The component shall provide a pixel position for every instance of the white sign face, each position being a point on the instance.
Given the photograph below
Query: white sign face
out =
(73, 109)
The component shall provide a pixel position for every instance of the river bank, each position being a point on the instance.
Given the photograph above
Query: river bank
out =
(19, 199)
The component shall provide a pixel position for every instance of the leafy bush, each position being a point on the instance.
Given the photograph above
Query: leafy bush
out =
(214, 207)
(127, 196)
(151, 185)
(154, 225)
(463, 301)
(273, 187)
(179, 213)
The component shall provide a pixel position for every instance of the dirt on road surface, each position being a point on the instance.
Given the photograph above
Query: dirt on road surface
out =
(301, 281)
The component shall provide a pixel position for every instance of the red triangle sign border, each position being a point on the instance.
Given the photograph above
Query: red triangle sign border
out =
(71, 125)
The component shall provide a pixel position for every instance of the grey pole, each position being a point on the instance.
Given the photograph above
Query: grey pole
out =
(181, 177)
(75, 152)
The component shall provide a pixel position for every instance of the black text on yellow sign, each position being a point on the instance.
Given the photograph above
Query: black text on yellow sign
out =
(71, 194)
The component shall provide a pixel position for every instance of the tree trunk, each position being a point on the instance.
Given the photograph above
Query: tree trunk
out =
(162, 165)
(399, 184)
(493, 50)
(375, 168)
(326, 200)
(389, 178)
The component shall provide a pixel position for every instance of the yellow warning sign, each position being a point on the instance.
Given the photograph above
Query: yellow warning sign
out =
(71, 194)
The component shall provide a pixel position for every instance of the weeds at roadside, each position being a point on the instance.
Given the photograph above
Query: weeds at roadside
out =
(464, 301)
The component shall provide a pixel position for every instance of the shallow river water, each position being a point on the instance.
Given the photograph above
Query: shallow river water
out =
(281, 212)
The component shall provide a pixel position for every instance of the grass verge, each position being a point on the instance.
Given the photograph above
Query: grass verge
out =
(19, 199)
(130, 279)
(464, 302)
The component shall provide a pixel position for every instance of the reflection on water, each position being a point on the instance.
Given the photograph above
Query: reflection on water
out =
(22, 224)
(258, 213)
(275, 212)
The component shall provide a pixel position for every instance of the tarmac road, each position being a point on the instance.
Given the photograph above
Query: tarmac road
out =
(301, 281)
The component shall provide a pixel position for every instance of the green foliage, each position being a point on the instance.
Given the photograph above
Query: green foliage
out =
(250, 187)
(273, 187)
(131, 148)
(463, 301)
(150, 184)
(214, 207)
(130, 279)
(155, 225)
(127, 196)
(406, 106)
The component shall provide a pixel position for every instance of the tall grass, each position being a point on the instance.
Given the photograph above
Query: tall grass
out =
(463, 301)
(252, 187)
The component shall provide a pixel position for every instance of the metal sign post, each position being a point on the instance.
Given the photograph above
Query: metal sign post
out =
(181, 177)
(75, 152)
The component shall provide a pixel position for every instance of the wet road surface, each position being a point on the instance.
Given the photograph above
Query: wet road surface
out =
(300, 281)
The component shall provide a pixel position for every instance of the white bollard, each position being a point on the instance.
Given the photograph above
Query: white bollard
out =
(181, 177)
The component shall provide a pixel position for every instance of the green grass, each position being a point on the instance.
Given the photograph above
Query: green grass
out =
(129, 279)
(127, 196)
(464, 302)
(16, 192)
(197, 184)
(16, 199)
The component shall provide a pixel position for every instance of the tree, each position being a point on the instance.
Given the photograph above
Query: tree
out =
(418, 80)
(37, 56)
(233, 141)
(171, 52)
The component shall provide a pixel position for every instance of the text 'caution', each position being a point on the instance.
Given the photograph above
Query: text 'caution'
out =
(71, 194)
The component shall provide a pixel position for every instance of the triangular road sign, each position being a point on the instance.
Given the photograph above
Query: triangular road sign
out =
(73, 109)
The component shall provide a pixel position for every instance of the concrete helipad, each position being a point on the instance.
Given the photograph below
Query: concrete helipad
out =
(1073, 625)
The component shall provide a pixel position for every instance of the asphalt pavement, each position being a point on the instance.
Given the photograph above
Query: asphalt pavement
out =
^^^^^^^^^^^^^^^^
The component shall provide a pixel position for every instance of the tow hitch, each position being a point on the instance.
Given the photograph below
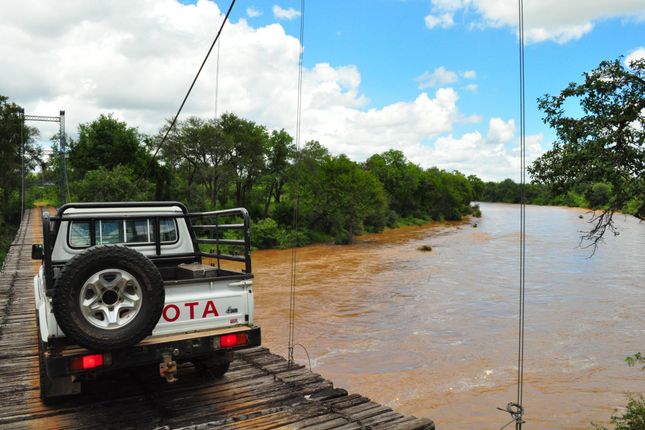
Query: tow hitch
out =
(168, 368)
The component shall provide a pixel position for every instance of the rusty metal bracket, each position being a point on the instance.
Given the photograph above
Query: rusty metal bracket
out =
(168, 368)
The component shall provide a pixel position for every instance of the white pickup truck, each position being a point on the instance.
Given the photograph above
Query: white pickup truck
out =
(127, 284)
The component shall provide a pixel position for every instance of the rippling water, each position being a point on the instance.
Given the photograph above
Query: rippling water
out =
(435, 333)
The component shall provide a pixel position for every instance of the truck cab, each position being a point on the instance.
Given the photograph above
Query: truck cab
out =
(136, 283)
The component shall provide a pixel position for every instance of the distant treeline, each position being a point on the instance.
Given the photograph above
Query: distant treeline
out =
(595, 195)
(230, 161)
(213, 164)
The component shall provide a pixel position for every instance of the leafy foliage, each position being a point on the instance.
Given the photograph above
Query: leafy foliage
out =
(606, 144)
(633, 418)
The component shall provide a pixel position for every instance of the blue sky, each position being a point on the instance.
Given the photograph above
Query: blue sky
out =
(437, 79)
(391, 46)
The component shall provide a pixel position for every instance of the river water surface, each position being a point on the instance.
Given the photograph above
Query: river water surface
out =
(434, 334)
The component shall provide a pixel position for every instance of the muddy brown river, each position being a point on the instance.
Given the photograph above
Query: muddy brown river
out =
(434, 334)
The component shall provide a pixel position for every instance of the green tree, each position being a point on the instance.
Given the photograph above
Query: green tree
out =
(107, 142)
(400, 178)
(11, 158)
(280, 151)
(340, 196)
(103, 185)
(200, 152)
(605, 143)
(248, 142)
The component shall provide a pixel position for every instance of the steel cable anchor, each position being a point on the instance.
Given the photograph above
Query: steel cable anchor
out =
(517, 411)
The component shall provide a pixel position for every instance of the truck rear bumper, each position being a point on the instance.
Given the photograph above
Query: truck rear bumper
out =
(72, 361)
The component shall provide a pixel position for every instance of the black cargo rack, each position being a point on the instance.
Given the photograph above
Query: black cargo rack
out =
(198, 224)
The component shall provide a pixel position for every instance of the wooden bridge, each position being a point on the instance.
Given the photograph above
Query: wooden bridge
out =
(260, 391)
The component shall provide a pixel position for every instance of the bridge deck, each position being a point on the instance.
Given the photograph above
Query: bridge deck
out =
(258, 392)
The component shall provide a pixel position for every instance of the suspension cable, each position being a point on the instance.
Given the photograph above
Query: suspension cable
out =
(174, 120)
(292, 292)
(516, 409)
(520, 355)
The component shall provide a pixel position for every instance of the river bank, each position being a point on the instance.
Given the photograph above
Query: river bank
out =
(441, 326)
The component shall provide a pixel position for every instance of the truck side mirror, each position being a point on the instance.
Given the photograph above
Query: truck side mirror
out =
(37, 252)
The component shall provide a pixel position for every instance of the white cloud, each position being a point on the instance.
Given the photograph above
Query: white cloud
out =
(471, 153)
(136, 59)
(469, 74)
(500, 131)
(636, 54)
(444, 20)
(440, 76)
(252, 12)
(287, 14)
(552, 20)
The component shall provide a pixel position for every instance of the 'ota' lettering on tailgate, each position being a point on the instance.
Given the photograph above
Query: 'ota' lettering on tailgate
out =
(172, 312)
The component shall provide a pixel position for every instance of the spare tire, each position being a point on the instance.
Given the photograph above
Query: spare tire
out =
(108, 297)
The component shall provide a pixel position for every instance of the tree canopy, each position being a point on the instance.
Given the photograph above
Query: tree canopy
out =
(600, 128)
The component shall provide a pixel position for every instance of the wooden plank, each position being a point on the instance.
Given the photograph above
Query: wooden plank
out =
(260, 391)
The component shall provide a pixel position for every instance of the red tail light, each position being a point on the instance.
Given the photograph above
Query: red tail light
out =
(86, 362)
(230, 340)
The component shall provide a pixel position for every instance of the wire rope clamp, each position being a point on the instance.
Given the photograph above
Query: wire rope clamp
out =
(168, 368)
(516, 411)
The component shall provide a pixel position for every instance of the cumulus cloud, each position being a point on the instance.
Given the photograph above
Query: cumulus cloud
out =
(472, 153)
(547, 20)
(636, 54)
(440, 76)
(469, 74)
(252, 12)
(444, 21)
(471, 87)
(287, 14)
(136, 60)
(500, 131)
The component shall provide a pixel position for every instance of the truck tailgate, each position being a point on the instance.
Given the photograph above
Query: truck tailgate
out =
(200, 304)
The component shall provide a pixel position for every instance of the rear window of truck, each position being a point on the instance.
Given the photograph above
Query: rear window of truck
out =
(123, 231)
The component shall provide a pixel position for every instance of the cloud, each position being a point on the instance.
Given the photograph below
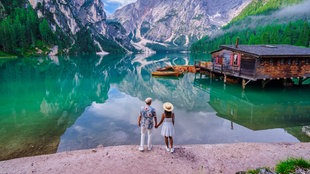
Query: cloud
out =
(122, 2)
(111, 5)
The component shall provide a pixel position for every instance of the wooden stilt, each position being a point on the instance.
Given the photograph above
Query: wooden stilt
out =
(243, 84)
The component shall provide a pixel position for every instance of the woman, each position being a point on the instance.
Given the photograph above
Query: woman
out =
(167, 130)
^^^^^^^^^^^^^^^^
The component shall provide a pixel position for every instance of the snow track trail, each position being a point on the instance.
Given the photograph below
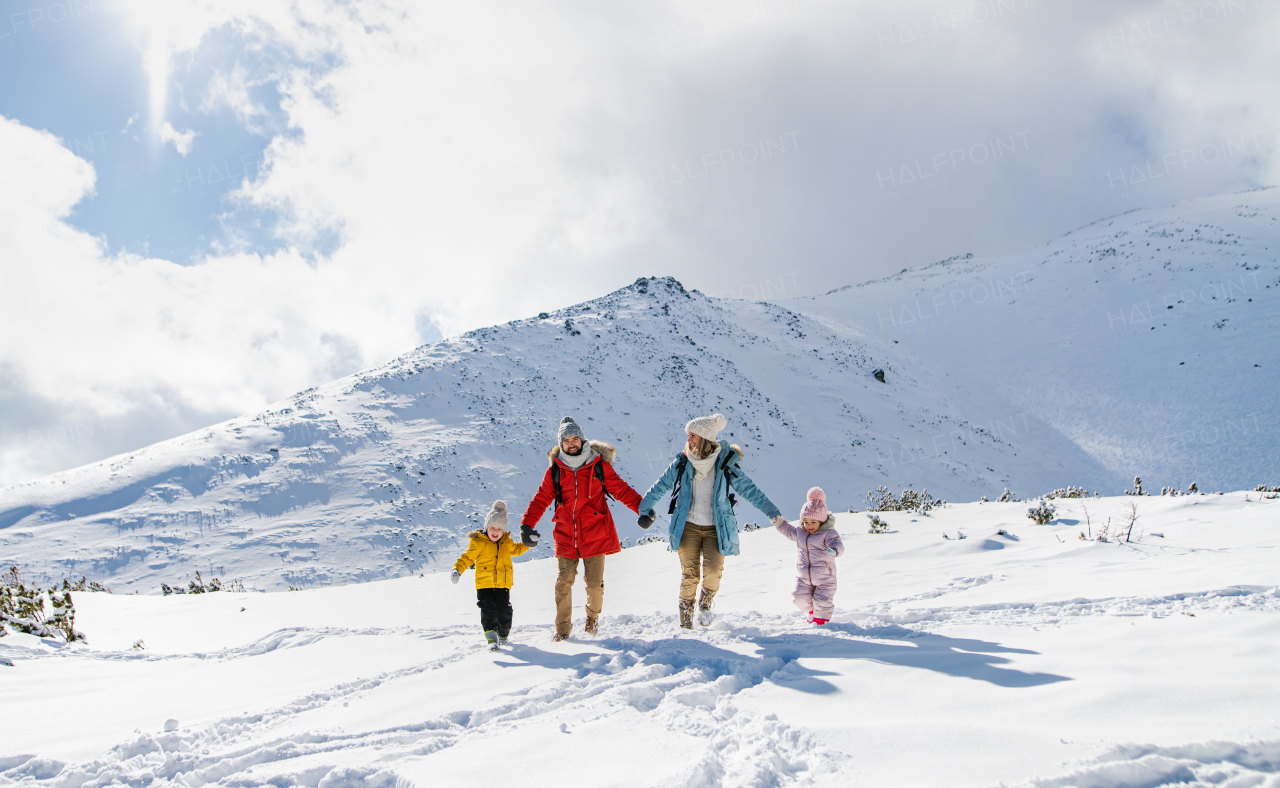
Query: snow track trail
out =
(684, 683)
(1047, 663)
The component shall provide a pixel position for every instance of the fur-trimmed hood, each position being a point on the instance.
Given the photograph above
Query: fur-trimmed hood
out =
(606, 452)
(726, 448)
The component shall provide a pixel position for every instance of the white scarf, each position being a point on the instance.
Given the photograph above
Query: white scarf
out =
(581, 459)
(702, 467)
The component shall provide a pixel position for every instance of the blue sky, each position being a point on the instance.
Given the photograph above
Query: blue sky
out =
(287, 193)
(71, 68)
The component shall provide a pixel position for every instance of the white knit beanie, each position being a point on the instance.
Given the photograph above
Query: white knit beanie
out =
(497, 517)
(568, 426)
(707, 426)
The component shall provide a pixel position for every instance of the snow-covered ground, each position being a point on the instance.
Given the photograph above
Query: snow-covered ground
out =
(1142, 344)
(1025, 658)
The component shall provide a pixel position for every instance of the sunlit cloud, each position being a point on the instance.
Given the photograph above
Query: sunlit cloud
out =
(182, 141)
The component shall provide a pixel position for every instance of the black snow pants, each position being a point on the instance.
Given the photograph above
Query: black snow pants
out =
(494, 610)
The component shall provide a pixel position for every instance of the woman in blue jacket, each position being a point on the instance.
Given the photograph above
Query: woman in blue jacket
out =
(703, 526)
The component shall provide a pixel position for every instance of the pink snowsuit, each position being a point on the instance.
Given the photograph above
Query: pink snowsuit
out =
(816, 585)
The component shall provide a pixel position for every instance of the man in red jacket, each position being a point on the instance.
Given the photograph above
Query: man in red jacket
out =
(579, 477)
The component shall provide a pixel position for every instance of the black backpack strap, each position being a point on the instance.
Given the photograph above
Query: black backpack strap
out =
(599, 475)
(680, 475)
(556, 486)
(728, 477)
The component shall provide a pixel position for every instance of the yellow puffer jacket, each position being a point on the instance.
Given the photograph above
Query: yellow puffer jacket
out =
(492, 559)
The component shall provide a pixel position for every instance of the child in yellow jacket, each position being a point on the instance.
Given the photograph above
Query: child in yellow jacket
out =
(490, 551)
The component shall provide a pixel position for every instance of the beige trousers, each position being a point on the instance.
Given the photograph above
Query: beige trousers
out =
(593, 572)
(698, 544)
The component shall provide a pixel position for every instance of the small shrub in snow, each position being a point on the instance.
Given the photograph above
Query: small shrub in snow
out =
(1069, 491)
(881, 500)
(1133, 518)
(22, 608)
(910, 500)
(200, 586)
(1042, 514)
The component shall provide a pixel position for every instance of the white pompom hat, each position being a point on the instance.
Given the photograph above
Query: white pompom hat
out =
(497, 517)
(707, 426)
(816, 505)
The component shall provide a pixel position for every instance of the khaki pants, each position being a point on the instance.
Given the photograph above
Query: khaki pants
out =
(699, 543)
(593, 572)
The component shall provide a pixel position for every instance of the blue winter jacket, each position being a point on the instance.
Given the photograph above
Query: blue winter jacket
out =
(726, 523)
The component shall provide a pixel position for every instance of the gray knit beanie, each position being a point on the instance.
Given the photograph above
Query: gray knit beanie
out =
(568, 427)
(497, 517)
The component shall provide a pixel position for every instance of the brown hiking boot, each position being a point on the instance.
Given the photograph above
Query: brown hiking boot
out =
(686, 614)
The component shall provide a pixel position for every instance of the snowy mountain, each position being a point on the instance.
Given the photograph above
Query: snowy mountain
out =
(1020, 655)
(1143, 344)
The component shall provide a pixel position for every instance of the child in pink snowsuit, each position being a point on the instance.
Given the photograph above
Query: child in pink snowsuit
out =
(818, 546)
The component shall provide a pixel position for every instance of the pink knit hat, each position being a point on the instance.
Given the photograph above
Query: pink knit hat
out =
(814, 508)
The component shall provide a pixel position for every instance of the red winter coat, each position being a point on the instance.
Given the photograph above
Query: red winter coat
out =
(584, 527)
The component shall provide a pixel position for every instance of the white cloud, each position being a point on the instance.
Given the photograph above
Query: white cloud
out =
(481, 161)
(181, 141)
^^^^^^^^^^^^^^^^
#### Work order:
Search the entries above for "dirt". Return every line that has it.

#### Response to this task:
The component shall provide a pixel position for every instance of the dirt on road surface, each position being a point on the instance.
Query: dirt on road surface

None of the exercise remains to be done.